— BEGIN TEXT TO READ —
Anyway, assuming the theory is correct, their method sounds pretty plausible to me (also assuming I'm understanding the paper and article right).
Basically, the size of a black hole event horizon depends mainly on its mass. However, if the black hole is spinning (most or all are believed to due to conservation of momentum), the event horizon contracts due to frame dragging.
Of course, we can't directly see the event horizon to measure it like we can measure the sun's radius. These black holes are far too distant to resolve. But, matter falling into the black hole is heated up due to friction. Just before it passes the event horizon, it gets so hot it emits x-rays that are detectable from earth.
The clever part is that the energy of the x-rays is correlated to the emitting particle's radius from the center of the black hole, since as particles spiral in further, they heat up more and more. So if you know the mass and can measure the highest frequency of the emissions, you can calculate the rate of spin. Of course, finding the mass and measuring those x-rays is not at all trivial, and the final step of calculating the spin probably took the 6 researchers who published the paper a year or so worth of work.
— END TEXT TO READ —
Answer these questions using the passage about black hole spin:
1. According to the passage, what happens to a black hole's event horizon when the black hole is spinning?
2. What does the passage say heats up matter falling into a black hole?
3. How many researchers published the paper?
— BEGIN DATASET EXTRACT —
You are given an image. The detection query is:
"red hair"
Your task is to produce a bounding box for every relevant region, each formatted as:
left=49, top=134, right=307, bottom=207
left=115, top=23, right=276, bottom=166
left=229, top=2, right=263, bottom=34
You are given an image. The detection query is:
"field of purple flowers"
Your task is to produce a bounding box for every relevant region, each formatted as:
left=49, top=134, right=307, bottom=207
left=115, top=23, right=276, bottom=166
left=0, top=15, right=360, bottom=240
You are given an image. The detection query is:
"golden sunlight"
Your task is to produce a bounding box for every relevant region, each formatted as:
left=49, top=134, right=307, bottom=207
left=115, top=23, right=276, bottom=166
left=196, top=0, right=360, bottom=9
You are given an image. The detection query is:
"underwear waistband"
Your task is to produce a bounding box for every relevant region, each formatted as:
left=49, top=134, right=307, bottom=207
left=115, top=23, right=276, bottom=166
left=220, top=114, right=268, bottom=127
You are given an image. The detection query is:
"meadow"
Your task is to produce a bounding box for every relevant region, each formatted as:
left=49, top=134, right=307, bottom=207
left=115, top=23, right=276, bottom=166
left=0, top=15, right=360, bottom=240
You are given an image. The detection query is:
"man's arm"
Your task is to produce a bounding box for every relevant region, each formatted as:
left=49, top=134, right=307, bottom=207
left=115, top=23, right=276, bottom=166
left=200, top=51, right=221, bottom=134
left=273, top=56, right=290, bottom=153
— END DATASET EXTRACT —
▸ **COMPLETED EXERCISE**
1. It contracts due to frame dragging.
2. Friction.
3. Six.